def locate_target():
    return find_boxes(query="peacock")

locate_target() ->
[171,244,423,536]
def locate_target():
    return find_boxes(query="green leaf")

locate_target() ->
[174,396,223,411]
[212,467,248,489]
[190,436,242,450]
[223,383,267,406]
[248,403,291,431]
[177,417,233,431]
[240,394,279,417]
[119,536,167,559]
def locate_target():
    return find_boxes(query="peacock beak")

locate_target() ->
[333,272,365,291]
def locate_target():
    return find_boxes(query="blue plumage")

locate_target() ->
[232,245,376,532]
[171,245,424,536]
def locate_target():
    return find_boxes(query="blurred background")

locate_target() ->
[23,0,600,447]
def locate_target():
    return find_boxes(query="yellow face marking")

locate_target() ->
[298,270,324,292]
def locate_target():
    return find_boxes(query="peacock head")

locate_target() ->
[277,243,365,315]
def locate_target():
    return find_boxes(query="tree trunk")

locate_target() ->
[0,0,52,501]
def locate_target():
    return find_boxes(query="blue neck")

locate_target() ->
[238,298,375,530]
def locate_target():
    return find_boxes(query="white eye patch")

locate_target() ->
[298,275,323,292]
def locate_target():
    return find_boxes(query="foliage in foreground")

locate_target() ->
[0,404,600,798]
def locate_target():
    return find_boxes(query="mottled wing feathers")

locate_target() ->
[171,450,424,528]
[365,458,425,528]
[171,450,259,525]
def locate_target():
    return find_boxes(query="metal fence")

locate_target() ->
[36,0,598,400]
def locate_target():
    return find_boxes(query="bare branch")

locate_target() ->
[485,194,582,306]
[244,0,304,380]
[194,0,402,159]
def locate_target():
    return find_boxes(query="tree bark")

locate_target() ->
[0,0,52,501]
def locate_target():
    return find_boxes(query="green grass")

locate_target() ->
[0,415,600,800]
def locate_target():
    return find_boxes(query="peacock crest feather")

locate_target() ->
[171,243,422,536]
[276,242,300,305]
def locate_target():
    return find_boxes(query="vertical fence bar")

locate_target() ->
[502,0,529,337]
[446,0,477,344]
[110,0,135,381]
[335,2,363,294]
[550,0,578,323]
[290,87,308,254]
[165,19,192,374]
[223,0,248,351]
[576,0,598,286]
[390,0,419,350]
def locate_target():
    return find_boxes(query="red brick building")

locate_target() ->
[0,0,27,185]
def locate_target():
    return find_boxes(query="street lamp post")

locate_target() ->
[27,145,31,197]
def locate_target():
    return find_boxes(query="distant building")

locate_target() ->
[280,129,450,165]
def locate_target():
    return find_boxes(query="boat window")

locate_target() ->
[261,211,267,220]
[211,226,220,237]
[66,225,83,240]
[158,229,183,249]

——————————

__Do this__. List every line in the entries above that contains the word "blue".

__Response to the exercise__.
    return find_boxes(query="blue plumage")
    return find_boxes(query="blue neck")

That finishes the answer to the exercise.